• WORK TASK:
The following entries should be restated word for word, pictures excluded.

****************

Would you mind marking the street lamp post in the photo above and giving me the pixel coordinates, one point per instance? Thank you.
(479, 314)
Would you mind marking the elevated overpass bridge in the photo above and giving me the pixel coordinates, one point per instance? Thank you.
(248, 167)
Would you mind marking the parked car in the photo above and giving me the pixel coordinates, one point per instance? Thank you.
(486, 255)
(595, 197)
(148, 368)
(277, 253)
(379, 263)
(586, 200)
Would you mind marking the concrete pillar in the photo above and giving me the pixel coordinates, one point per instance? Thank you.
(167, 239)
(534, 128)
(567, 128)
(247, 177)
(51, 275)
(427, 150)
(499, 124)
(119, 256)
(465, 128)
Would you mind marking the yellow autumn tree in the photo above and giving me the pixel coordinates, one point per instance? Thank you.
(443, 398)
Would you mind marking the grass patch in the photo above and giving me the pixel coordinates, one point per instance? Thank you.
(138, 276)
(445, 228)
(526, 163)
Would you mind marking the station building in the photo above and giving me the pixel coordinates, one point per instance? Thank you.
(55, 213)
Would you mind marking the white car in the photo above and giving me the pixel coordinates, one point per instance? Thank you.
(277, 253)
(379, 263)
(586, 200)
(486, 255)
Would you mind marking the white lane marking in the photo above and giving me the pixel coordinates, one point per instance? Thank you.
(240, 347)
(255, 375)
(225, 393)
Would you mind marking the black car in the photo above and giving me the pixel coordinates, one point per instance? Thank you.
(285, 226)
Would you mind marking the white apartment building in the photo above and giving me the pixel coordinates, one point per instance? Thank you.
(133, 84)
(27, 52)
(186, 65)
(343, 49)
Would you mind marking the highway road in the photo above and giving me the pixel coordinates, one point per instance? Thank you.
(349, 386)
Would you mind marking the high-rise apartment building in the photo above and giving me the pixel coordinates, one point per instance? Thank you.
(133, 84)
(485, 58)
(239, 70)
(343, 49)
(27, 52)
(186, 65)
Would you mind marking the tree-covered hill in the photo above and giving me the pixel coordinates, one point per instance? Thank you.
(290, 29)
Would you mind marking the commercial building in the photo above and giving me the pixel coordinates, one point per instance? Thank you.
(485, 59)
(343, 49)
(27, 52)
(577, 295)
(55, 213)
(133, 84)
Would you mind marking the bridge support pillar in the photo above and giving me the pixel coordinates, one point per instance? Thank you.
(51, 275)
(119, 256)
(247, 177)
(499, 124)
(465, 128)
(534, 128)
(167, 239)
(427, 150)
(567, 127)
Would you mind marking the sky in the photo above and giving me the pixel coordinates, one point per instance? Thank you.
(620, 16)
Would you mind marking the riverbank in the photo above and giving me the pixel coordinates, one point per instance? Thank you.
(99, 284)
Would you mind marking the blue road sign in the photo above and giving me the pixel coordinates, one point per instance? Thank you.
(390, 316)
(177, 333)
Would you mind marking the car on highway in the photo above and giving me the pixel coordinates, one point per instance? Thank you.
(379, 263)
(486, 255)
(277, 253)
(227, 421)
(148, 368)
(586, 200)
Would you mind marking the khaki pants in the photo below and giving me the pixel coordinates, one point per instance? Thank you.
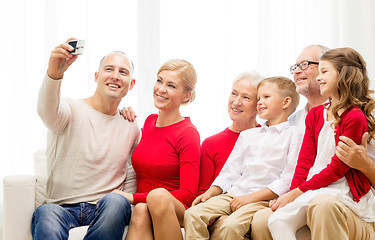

****************

• SOLUTION TO THE EXERCISE:
Would you mind marking the street lamp post in the photo above and giving me the pixel coordinates, one point per instance? Thank you.
(479, 314)
Would you mind marking the elevated overpass bridge in the photo above and giving me the pixel coordinates, one point per instance? Thank you.
(248, 167)
Would you mind marking the parked car in the photo above and giving me the pixel coordinates, one point per instance? Thank you.
(486, 255)
(595, 197)
(148, 368)
(277, 253)
(379, 263)
(586, 200)
Would you mind marking the concrete pillar in the photo above and giving me the pixel coordinates, one point per instance? Thank you.
(167, 239)
(534, 128)
(567, 128)
(247, 177)
(51, 275)
(427, 150)
(499, 124)
(119, 256)
(465, 128)
Would you mind marking the yellow autumn tree in the photo above and giving me the pixel coordinates, one point per instance? Thank you.
(443, 398)
Would you mind marking the grass patch in the photo above and giving me the pixel coordinates, one point per instance? Thank you.
(138, 276)
(445, 228)
(526, 163)
Would you mind marking the station building in the photo above and giving me the pixel coordinates, one point per instance? Thank you.
(55, 213)
Would you mind marking the white car in the photo above and giving me the pixel coordinates, one point per instance? Thank you.
(277, 253)
(379, 263)
(586, 200)
(486, 255)
Would you mind marking the white lane marking in the photo above and giving me the pixel coordinates, one point per instance? Thank you.
(240, 347)
(255, 375)
(225, 393)
Would you mind marking the black car in the photo above and giving me the pixel coordinates, one point per instance? Thank you.
(285, 226)
Would you mind marking the white apartment building in the photo above and giving me the pixel coordinates, one point per instance? Thank you.
(133, 84)
(27, 52)
(186, 65)
(343, 49)
Would you mind marking the highway road in the photo above and giving me the pixel coordinates, one point per instance? Thank you.
(349, 386)
Would you mind marking the high-rise apartment building in the photo above and giving me the pixel coordinates, one point per instance? Thank you.
(133, 84)
(485, 58)
(239, 70)
(343, 49)
(27, 52)
(186, 65)
Would you mind marking the tree-covered hill in the photo above and giving me the pixel coordinates, one point per instance? Thank you.
(290, 29)
Would you mind marking the commercial building in the photo above and giving me the pixel coordinates, one point per instance? Thank you.
(485, 59)
(343, 49)
(27, 52)
(577, 295)
(55, 213)
(133, 84)
Would you mind marking the bridge support pillar in the photo above and giving me the pixel coordinates, one point per instance? Thank you.
(51, 275)
(119, 256)
(247, 177)
(499, 124)
(465, 128)
(534, 128)
(167, 239)
(427, 150)
(567, 127)
Would you mind marking the sky in the photo above and giving me the pixel coordinates, one point per instance? Thank you.
(620, 16)
Would you mind marking the riverbank in the photo above and giving me the pixel coordinates, one point per instance? Thank you.
(99, 284)
Would you mind marking the blue road sign in the photo above and giving me the pixel coordinates, one point per instance? Thank you.
(390, 316)
(177, 333)
Would you mind marking the car on highway in the photo above and giving me the pixel coordinates, one point per instance? Thank you.
(379, 263)
(486, 255)
(277, 253)
(227, 421)
(148, 368)
(586, 200)
Would you mind marking the khaki pants in the photo below and giving me the pixel coordinates, one point per instance? Thank you.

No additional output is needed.